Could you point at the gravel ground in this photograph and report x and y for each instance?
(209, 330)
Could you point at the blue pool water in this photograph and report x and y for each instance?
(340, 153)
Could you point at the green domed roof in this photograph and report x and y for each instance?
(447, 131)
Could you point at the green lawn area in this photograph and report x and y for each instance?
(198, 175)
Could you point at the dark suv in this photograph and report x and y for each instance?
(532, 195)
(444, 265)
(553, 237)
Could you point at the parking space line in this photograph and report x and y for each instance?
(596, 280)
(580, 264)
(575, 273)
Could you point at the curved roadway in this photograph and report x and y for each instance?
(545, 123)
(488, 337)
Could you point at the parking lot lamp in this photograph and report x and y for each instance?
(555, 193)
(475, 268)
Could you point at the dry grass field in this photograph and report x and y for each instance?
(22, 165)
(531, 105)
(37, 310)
════════
§ **What is needed**
Convert the entries from the line containing "Could you point at the curved" through the last line of the entries, inclusive, into a numbered list, omitting any blank lines.

§ **Exercise result**
1. Could you point at the curved roadway in this photograph and report x and y for each instance?
2. (545, 123)
3. (488, 337)
4. Could you point at the parking lot lamp in this photograph and report x and y for each instance?
5. (555, 193)
6. (475, 268)
7. Could you point at the dry grass field in this photograph and report x and y for each instance?
8. (22, 165)
9. (531, 105)
10. (37, 310)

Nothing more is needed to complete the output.